■ **DIRECTIONS FOR THIS TASK**
Rewrite every line of the items below with "query" changed to "label" and nothing else altered. Leave the pictures out of your answer.

■ **INPUT ROWS**
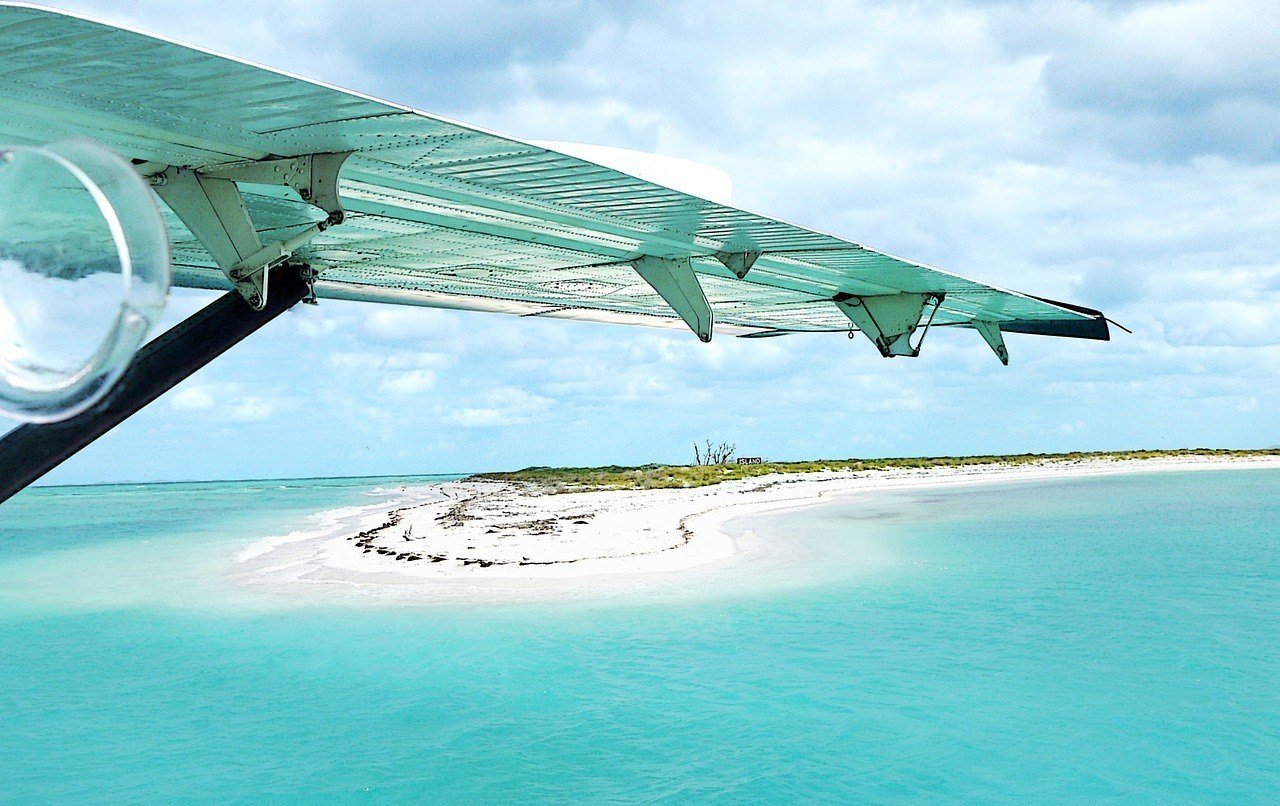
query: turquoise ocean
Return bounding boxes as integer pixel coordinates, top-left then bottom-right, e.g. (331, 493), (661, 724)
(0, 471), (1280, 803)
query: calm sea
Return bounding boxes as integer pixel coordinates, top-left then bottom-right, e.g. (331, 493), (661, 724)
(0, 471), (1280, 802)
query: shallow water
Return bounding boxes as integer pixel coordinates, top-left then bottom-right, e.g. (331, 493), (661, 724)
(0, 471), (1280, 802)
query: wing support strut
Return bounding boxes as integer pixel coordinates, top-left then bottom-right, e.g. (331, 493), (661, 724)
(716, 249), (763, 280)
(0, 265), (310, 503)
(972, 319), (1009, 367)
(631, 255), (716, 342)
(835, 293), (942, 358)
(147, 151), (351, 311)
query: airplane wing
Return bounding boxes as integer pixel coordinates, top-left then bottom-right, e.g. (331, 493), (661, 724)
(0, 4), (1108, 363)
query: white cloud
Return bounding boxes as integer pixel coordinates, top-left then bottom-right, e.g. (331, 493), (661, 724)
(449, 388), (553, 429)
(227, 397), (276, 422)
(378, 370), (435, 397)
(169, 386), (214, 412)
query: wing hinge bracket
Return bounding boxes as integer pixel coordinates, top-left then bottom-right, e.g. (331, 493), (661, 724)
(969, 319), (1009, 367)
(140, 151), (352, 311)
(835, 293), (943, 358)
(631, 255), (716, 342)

■ **RESULT FOR THIS EXERCISE**
label: turquoise ocean
Return bounding boxes as integer pixel coordinates, top-left then bottom-right, e.g. (331, 493), (661, 724)
(0, 471), (1280, 803)
label: calm sea
Return bounding boxes as integer pixel coordinates, top-left then bottom-right, e.g. (331, 493), (661, 724)
(0, 471), (1280, 802)
label: shallow water
Return bounding boxes as integer pixel coordinates, top-left then bottom-right, e.g. (331, 493), (661, 724)
(0, 471), (1280, 802)
label: wing support strut
Return bounding boxes as integer pixel coordinates, top-left then bottom-right, e.g. (331, 493), (661, 724)
(716, 249), (763, 280)
(0, 265), (310, 503)
(972, 319), (1009, 367)
(631, 255), (716, 342)
(835, 293), (942, 358)
(147, 151), (351, 311)
label: airplane wing
Return bounding boxes as integer pixel coordinates, top-left then bottom-right, e.g. (331, 493), (661, 724)
(0, 4), (1108, 363)
label: white cloud
Return bounding boxes as integer pixel coordinates, top-left then bottom-right, e.g. (331, 493), (661, 724)
(449, 388), (553, 429)
(227, 397), (276, 422)
(378, 370), (435, 397)
(169, 386), (214, 412)
label: wing hinge bracket
Return bounding boxes as integer pixel coordinates, top-left then bottom-right, e.g. (331, 493), (661, 724)
(969, 319), (1009, 367)
(140, 151), (352, 311)
(835, 293), (943, 358)
(631, 255), (716, 342)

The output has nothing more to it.